- PAGE TEXT:
_ _ _

Phase 2 Likely to Start Near June 1: Summary of the governor’s May 15 press conference

Rhode Island Governor Gina Raimondo speaks at the ribbon-cutting ceremony for the new Providence Pedestrian Bridge.

Governor Gina Raimondo and DOH director Dr. Nicole Alexander-Scott gave the COVID press briefing today at 1pm at The Vets.

Rhode Island has 203 new COVID-positive cases. Two-hundred seventy-two people are in the hospital; 63 of those are in the ICU with 41 people on ventilators. Eleven new deaths were reported today, one person in their 60s, four in their 70s, two in their 80s and four in their 90s. 

Phase 2 is looking like it will start on or after June 1, the governor said today. She clarified her original comments that gave people hope for phase 2 around Memorial Day, which she noted is coming early this year. Raimondo laid out that there would be a month(ish) in between each phase. Two weeks for each phase, and another two weeks after that to observe the potential infection impact of the phase. “If the fact that we lifted the stay at home order gets us into trouble,” said the governor, “we won’t know until a couple of weeks from now.” She noted it’s the virus setting the goalposts.


RI criteria for moving between phases

Today the governor went over the four metrics her office is using to determine whether the state proceeds into a new phase of the economic reopening or puts more restrictions in place. Her office monitors total hospital capacity, the rate of new hospitalizations, the rate the virus is being spread and the time it takes for the hospitalizations to double. These four factors are what the governor weighs before making a decision. 

Hospital beds should be filled at less than 70% capacity, and there should consistently be 30 or fewer new hospitalizations per day. The rate of the virus spread should be closer to one; that is one person infects only one other person. Statistically speaking, infecting even a half person more will cause the governor to consider moving back one phase. Lastly, to move forward with a new phase, the rate of hospitalizations should only double every month or so. A bad trend of this would be if they doubled less than every three weeks or doubled every 20 days, according to the governor’s metrics.

_ _ _

- SUPPLIED DATA:
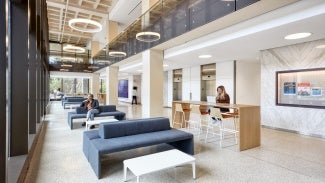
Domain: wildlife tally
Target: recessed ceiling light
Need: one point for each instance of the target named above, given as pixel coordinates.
(205, 56)
(320, 46)
(298, 35)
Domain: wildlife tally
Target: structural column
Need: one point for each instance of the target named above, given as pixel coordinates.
(38, 61)
(112, 85)
(3, 95)
(32, 69)
(112, 32)
(152, 83)
(95, 84)
(19, 79)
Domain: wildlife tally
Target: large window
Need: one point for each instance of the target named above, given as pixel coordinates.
(70, 85)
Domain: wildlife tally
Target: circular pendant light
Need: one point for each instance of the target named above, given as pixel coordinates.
(117, 54)
(73, 49)
(73, 22)
(148, 36)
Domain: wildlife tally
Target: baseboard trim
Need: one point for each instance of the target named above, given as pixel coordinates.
(294, 131)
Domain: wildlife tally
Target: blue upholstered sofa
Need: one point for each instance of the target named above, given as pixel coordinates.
(105, 110)
(75, 100)
(130, 134)
(64, 99)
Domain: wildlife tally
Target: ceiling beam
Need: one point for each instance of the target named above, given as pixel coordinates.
(77, 8)
(60, 23)
(96, 4)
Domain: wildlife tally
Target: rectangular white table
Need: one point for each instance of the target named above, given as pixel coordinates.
(98, 121)
(158, 161)
(74, 106)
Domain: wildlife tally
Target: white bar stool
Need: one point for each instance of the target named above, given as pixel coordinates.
(179, 109)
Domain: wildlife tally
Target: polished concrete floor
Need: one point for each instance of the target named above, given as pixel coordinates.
(282, 157)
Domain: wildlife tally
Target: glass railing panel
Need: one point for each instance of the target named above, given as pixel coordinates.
(169, 18)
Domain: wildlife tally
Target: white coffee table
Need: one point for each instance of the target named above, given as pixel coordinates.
(158, 161)
(98, 121)
(74, 106)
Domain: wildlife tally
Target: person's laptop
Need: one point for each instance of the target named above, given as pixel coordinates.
(211, 99)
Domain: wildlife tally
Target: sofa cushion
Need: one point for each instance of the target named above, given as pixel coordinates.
(75, 99)
(74, 116)
(81, 110)
(105, 146)
(132, 127)
(107, 108)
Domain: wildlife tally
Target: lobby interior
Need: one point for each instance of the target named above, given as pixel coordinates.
(194, 46)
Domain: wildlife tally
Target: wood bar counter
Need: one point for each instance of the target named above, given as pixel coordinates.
(249, 120)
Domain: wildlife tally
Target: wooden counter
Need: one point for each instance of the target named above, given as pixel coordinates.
(249, 120)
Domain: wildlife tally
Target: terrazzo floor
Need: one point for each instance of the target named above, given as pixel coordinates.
(282, 157)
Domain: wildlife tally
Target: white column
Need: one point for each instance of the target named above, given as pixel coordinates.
(191, 83)
(112, 85)
(152, 83)
(170, 88)
(95, 84)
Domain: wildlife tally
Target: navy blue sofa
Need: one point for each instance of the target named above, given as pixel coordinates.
(64, 99)
(130, 134)
(70, 101)
(105, 110)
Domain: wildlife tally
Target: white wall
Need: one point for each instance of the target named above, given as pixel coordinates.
(300, 56)
(225, 77)
(170, 89)
(191, 83)
(248, 82)
(165, 89)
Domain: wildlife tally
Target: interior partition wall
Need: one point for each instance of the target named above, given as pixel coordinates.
(18, 69)
(32, 68)
(3, 91)
(23, 76)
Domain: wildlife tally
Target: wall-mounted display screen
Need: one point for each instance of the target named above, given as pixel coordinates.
(123, 88)
(301, 88)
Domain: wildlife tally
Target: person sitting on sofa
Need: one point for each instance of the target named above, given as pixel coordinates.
(91, 105)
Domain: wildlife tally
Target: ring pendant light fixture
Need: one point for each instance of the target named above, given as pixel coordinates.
(74, 49)
(148, 36)
(117, 54)
(73, 22)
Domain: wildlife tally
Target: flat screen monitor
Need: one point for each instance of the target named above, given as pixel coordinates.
(211, 99)
(123, 88)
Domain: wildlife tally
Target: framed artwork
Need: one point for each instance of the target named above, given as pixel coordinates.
(301, 88)
(289, 88)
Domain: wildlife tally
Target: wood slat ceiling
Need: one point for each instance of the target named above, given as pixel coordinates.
(61, 11)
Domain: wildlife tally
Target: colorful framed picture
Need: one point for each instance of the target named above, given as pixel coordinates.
(316, 91)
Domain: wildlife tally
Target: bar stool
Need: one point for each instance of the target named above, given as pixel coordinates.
(218, 121)
(194, 121)
(179, 109)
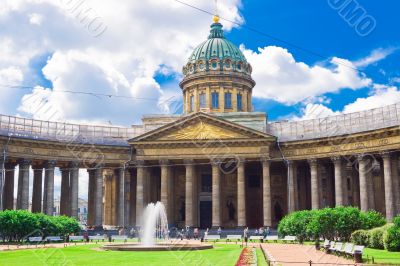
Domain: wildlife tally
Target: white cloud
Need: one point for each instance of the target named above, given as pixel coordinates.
(375, 56)
(141, 39)
(281, 78)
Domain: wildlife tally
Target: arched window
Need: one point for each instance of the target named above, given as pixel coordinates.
(202, 100)
(214, 99)
(239, 102)
(228, 100)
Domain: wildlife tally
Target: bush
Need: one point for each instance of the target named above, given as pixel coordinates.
(375, 236)
(372, 219)
(391, 239)
(17, 225)
(360, 237)
(296, 224)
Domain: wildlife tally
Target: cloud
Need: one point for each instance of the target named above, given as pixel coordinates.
(281, 78)
(375, 56)
(141, 40)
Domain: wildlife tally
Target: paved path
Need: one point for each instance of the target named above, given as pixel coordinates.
(291, 254)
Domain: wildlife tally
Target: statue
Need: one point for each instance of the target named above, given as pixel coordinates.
(231, 209)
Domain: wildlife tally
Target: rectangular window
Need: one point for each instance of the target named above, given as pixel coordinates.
(202, 100)
(228, 100)
(239, 102)
(191, 103)
(215, 102)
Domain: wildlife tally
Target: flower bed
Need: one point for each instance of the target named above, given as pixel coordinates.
(247, 257)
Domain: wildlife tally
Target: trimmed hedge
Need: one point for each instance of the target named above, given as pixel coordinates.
(329, 223)
(17, 225)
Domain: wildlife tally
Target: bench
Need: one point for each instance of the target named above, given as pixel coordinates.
(212, 237)
(272, 238)
(96, 238)
(118, 237)
(289, 239)
(53, 239)
(348, 249)
(75, 238)
(35, 239)
(259, 238)
(233, 238)
(337, 247)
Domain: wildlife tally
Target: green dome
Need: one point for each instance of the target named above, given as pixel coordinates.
(217, 47)
(216, 54)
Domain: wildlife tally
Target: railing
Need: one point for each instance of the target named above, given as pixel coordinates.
(46, 130)
(383, 117)
(372, 119)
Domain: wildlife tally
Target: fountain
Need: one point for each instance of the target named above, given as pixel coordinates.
(155, 227)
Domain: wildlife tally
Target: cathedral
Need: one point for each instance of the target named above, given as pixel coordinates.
(219, 164)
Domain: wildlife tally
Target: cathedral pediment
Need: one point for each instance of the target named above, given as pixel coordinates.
(199, 127)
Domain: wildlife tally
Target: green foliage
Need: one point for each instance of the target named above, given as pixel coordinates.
(375, 236)
(391, 238)
(296, 224)
(17, 225)
(372, 219)
(360, 237)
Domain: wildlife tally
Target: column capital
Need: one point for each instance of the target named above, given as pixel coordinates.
(50, 164)
(312, 161)
(74, 164)
(385, 154)
(188, 162)
(336, 159)
(164, 162)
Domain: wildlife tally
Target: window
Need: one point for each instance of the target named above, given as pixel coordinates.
(228, 100)
(215, 102)
(239, 102)
(202, 100)
(191, 103)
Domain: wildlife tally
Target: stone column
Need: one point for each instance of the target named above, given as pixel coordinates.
(388, 181)
(140, 192)
(314, 184)
(267, 206)
(48, 195)
(98, 198)
(363, 183)
(74, 189)
(337, 161)
(120, 174)
(23, 185)
(91, 193)
(216, 194)
(291, 186)
(241, 193)
(165, 172)
(37, 190)
(64, 200)
(8, 196)
(189, 164)
(396, 188)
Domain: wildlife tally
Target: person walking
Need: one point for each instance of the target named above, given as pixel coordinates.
(246, 235)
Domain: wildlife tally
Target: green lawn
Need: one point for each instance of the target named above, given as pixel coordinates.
(382, 256)
(89, 255)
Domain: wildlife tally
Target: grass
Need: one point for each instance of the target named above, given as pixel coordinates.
(382, 256)
(91, 255)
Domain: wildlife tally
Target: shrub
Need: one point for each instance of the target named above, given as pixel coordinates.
(17, 225)
(296, 224)
(372, 219)
(391, 239)
(360, 237)
(375, 236)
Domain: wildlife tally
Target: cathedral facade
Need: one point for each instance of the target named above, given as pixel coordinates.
(218, 164)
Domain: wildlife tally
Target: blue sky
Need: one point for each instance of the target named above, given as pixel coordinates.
(315, 26)
(141, 47)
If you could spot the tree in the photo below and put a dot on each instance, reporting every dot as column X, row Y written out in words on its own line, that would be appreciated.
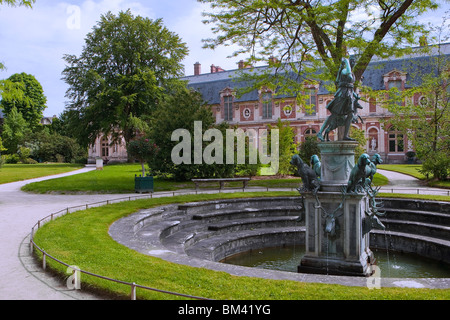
column 25, row 93
column 180, row 110
column 15, row 130
column 423, row 114
column 308, row 149
column 287, row 146
column 301, row 36
column 120, row 75
column 142, row 150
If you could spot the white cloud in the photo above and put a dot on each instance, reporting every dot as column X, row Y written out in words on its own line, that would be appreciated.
column 35, row 40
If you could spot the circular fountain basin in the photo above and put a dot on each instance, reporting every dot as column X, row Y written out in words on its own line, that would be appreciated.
column 391, row 263
column 202, row 234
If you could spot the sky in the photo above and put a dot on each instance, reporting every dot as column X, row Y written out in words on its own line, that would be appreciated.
column 35, row 40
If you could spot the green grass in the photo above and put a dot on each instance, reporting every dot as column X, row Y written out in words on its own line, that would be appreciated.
column 20, row 172
column 120, row 179
column 413, row 170
column 409, row 169
column 82, row 239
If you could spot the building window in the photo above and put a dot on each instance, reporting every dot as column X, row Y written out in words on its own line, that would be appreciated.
column 287, row 111
column 105, row 147
column 396, row 140
column 372, row 105
column 311, row 102
column 267, row 106
column 228, row 106
column 373, row 139
column 247, row 113
column 310, row 133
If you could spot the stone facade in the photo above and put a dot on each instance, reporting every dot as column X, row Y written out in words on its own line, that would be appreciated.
column 260, row 108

_ _ _

- INSTRUCTIONS FOR THE TASK:
Answer these from the press conference summary:
1. How many people were on ventilators?
2. On or after what date is Phase 2 expected to start?
3. Hospital beds should be filled at less than what percentage of capacity?

- ANSWER AREA:
1. 41
2. June 1
3. 70%